● Work request
Each line from the line containing "Class, indicate each instance of the red backpack" through the last line of the entries is to be reproduced exactly as it stands.
[Provided material]
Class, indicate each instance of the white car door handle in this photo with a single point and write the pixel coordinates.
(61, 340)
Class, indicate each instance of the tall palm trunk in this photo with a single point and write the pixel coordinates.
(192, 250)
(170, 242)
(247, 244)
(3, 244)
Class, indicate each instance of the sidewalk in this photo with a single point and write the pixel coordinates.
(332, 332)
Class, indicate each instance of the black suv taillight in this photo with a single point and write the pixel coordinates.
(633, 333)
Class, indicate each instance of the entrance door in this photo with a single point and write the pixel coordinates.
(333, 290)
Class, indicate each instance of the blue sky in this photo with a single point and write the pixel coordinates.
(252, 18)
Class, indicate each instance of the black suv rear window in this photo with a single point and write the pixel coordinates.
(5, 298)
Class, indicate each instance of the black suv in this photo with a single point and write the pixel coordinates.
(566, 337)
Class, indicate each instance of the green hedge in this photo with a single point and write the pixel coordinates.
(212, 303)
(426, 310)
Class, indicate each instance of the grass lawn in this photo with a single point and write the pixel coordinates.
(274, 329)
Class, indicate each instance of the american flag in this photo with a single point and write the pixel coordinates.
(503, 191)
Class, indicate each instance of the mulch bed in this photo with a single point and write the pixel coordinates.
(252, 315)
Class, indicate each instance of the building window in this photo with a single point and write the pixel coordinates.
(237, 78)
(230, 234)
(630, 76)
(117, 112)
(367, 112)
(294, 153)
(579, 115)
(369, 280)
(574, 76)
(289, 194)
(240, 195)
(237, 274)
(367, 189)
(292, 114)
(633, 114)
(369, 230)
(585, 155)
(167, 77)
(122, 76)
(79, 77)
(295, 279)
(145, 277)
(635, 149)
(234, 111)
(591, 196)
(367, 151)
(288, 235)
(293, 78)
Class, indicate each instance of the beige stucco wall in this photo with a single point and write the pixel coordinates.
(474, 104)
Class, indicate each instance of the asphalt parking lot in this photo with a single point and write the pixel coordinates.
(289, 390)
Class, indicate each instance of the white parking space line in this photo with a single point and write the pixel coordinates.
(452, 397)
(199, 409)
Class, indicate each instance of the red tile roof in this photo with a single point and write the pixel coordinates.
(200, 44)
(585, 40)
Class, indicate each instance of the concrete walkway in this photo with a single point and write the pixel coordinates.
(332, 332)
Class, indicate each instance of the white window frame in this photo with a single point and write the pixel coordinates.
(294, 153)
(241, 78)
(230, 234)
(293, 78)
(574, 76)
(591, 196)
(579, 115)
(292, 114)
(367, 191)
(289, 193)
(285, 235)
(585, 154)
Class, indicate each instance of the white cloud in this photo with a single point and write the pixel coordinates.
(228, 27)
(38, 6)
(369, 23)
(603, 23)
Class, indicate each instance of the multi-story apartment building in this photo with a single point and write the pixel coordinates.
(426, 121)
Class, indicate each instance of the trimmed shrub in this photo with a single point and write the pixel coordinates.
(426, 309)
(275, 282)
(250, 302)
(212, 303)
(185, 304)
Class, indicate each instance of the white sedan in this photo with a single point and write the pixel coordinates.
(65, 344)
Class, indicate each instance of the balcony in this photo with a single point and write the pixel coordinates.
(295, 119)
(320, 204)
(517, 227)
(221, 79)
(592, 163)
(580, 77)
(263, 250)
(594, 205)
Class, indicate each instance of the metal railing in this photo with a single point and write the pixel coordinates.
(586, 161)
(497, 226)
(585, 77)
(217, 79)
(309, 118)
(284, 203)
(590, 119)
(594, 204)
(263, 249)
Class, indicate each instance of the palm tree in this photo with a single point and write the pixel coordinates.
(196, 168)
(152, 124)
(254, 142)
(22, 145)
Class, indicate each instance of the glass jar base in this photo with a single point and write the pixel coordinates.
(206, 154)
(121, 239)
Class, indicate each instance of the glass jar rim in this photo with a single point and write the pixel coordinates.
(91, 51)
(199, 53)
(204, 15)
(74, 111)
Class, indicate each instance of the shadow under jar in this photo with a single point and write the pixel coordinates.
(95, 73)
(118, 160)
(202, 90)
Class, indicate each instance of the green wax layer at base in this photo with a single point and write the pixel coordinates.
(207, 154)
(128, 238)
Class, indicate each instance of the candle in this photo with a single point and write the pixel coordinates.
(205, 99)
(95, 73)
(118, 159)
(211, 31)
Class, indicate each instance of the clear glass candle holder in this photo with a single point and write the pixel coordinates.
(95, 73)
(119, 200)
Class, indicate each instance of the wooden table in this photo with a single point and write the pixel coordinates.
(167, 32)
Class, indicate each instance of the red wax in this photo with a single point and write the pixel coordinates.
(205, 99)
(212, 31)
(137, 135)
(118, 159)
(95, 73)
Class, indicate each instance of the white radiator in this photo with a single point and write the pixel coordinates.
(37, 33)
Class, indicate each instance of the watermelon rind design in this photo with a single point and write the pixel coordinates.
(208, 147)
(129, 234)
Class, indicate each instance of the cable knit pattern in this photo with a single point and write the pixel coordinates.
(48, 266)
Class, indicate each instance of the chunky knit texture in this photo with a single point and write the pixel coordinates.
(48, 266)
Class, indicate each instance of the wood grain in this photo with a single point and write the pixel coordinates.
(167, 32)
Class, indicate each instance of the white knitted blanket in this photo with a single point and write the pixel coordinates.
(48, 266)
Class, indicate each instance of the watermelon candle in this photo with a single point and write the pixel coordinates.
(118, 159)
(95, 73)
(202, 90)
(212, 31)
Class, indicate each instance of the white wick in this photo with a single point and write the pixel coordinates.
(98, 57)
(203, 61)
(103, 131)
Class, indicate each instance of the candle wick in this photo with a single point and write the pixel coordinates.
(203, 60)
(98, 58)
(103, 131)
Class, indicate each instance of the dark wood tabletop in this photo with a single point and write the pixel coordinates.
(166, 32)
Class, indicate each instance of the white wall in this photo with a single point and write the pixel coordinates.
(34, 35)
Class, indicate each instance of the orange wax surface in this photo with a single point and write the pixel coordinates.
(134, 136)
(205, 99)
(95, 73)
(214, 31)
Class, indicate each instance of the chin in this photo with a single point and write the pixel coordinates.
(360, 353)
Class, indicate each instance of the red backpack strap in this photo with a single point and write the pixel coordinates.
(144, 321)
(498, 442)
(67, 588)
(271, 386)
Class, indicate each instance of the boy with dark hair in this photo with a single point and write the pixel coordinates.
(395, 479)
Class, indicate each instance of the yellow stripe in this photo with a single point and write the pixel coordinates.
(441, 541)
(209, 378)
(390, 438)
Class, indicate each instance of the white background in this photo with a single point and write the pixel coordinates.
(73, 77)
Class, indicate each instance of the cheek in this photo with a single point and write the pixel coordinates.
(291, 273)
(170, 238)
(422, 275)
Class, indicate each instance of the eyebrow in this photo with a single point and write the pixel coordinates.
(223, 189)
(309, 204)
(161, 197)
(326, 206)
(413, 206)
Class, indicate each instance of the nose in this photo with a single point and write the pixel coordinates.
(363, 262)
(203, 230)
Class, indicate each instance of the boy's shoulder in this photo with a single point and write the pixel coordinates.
[/Provided material]
● Solved problem
Class, indicate each instance of the red backpack strap in this photo with a single point and write the pixel coordinates.
(144, 321)
(498, 442)
(67, 588)
(271, 386)
Class, indicate each instance of the boy with dark hair in this photo with a single point and write the pixel coordinates.
(395, 479)
Class, indicate each instance of the yellow stripe in this photo with a single point and write the pixel coordinates.
(441, 541)
(209, 378)
(390, 438)
Class, indicate each instance of the white background in this photo with a single point and write the pixel coordinates.
(73, 77)
Class, indicate each instance of the cheek in this photo with a single point and write the pixel coordinates.
(291, 273)
(170, 238)
(422, 275)
Class, indicate each instance of the eyebrow in this photo with a single point and write the pixel coordinates.
(223, 189)
(309, 204)
(161, 197)
(326, 206)
(413, 206)
Class, indicate each instance of the nose in this photo with a single point and write the pixel coordinates.
(363, 262)
(203, 230)
Class, indicate each instance of the boy's shoulder in this photo with a single point and write the pixel coordinates.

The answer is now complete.